Vamos continuar falando de
Sócrates.
Sócrates era um divisor de águas
dentro do pensar filosófico antigo. Partimos do princípio de que a Filosofia
não começa em Atenas, mas já existia de maneira difusa, em várias outras
civilizações, milênios antes da grega.
Com Atenas, a Filosofia se autonomiza,
tornando-se nova forma de saber social, sem confusão com a literatura, a magia
ou a religião. Essa forma de elaboração do saber social, em Atenas, se
desenvolve primeiro como Filosofia da Natureza e, num segundo momento, como
Filosofia Social. Esse segundo momento começa exatamente com Sócrates. Ele é o
marco da transição da Filosofia da Natureza para a Social, sem que jamais deixe
de existir a primeira. A cosmovisão não deixou de ser uma preocupação entre os
pensadores.
De tal sorte que Sócrates se singulariza
porque ele vivia na cidade, na vida citadina, preocupando-se com as formas de
convivência, e notou-se que a cidade condena o homem ao social. Importou, a
partir daí, saber o destino da sociedade. Buscava uma função social para o
intelectual. A função social autônoma e crítica do intelectual serão os
iluministas no século XVIII. Esses são os primeiros intelectuais autônomos,
pois, até então, eram todos protegidos, de generais, de príncipes, de papas, de
comerciantes. Os mecenas patrocinavam a produção de conhecimento e do
pensamento crítico. Não havia mercado consumidor das letras e das artes. Assim,
para que Michelangelo e Leonardo da Vinci existissem, eles precisariam de um
patrono.
━━━━━━━━
[Instruções de trabalho]
**a.** Redigite o trecho do texto sobre Sócrates que vai de "Com Atenas, a" até "pensadores.", inclusive.
**b.** Segundo o texto sobre Sócrates, em quais dois momentos se desenvolve a Filosofia em Atenas?
**c.** Escreva a continuação do texto sobre Sócrates a partir do ponto em que ele termina.

[Material de origem]
━━━━━━━━
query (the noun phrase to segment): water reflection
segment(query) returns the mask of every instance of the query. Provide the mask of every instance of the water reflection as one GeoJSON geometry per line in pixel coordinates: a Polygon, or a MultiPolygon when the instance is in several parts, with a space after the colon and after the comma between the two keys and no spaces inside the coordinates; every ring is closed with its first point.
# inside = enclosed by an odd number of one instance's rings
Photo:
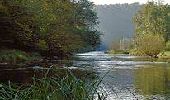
━━━━━━━━
[Respostas por tarefa]
**a.**
Com Atenas, a Filosofia se autonomiza,
tornando-se nova forma de saber social, sem confusão com a literatura, a magia
ou a religião. Essa forma de elaboração do saber social, em Atenas, se
desenvolve primeiro como Filosofia da Natureza e, num segundo momento, como
Filosofia Social. Esse segundo momento começa exatamente com Sócrates. Ele é o
marco da transição da Filosofia da Natureza para a Social, sem que jamais deixe
de existir a primeira. A cosmovisão não deixou de ser uma preocupação entre os
pensadores.

**b.** Primeiro como Filosofia da Natureza e, num segundo momento, como Filosofia Social.

**c.**
Quando se chega à sociedade
moderna, às vésperas da Revolução Francesa, esse patrocínio do conhecimento
perdeu força. Já há autonomia de vida urbana maior. Forma-se uma liberdade
quanto à sua capacidade de consumir, inclusive conhecimento. O mercado se torna
a regra da vida, alcançando a esfera das intelectualidades. Surgiu a indústria
da cultura, inclusive com pesquisa de mercado de gostos, para direcionar a
produção a diferentes classes. Foi o Barão de Voltaire, às portas da revolução,
que disse: “eu vim para dizer o que penso”. Sócrates, entretanto, estava a
milênios de distância, e já tinha o mesmo pensamento autônomo. Ele não devia a
nenhum padrinho, até por causa de sua origem pobre.
O que Sócrates pretende da
essência? Que todo e qualquer cidadão concorra para os objetivos da cidade, e
buscava instituir a corresponsabilidade. É, grosso modo, o que, por exemplo, a
OAB busca fazer hoje em dia: numa sociedade desorganizada, opinar sobre o que é
razoável e o que não é.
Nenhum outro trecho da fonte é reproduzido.